▸ DOCUMENT TEXT:
┄┄┄┄┄┄┄┄┄┄
# Transporting



## Johnny (Oct 12, 2005)

My truck is out for the weekend so im wondering if anyone knows if it would be legal to transport a deer on top of the trunk on my car. I will be hunting in Minnesota and im unsure if this is legal or not there. 
Thanks in advance for any responses.


----------



## hunt4P&amp;Y (Sep 23, 2004)

If im not mistaken you can carry it any way you want as long as you are present. 
You could strap it on the back of your ten speed. I just woulden't drive all over with it on the back. It always looks tacky. and is fround upon by non hunters. Like those hitch haulers. Or the people who stick the heads of there deer up in the back of there trucks so everyone can see the big 16 in spread 4x4.


----------



## bandman (Feb 13, 2006)

hunt4P&Y said:


> If im not mistaken you can carry it any way you want as long as you are present.
> You could strap it on the back of your ten speed. I just woulden't drive all over with it on the back. It always looks tacky. and is fround upon by non hunters. Like those hitch haulers. Or the people who stick the heads of there deer up in the back of there trucks so everyone can see the big 16 in spread 4x4.


i would sure hate to be "fround" upon, hell i "woulden't" even wanna look like my grammar puts me back in the second grade! lol, i just had to.


----------



## Turner (Oct 7, 2005)

debone it and put it in a 56 quart cooler in the trunk and be done with it. should take you about 30 minutes


----------
┄┄┄┄┄┄┄┄┄┄
▸ INSTRUCTION 1: Reproduce word for word the passage of the deer-transport thread that runs from "My truck is" up to and including "for any responses.".

▸ DATA ROWS:
┄┄┄┄┄┄┄┄┄┄
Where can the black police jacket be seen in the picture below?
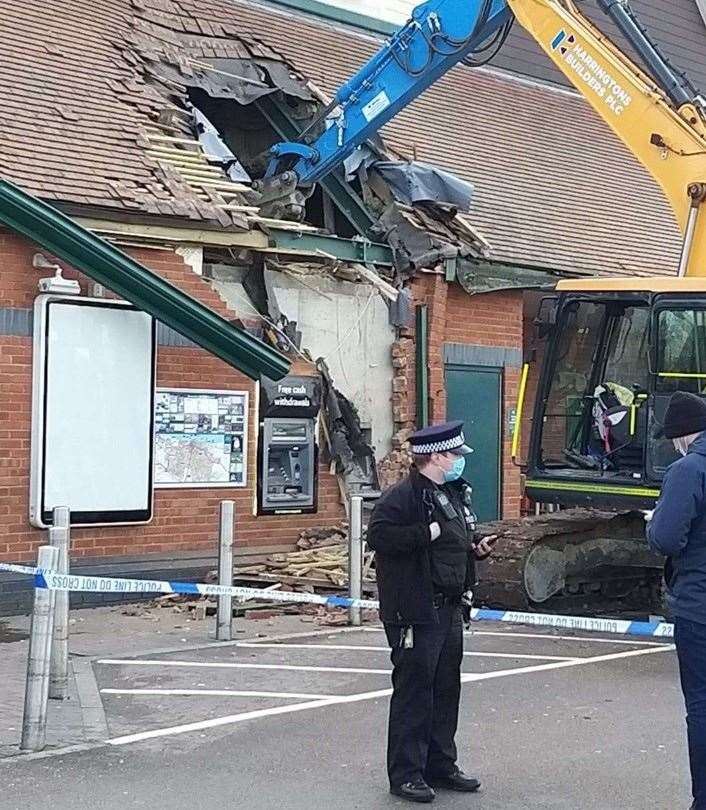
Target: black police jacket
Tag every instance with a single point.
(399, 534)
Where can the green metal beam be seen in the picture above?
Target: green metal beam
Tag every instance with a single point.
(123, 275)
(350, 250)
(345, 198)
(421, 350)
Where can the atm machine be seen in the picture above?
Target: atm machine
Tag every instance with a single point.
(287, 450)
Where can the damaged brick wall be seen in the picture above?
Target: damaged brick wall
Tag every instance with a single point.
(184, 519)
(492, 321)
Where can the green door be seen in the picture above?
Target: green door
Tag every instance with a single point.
┄┄┄┄┄┄┄┄┄┄
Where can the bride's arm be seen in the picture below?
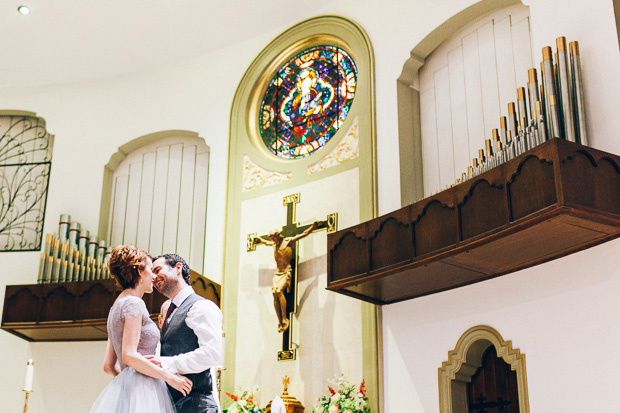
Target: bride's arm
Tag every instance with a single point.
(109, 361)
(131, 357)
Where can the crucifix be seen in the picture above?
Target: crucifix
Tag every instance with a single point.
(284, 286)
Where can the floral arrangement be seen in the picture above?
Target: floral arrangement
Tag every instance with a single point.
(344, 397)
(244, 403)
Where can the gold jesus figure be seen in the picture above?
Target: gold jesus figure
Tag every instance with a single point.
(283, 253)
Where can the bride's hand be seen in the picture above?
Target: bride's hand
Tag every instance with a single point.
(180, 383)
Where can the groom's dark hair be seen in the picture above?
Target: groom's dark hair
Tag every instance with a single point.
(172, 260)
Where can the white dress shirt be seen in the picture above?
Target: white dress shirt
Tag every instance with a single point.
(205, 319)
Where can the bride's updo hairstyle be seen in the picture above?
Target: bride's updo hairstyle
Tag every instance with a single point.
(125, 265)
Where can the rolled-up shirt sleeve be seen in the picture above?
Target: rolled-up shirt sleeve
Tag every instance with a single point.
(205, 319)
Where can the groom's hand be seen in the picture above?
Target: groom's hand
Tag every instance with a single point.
┄┄┄┄┄┄┄┄┄┄
▸ INSTRUCTION 2: Determine how many lines in the entries contain the string "police", and state only that number.

▸ ANSWER 1:
My truck is out for the weekend so im wondering if anyone knows if it would be legal to transport a deer on top of the trunk on my car. I will be hunting in Minnesota and im unsure if this is legal or not there. 
Thanks in advance for any responses.

▸ ANSWER 2: 2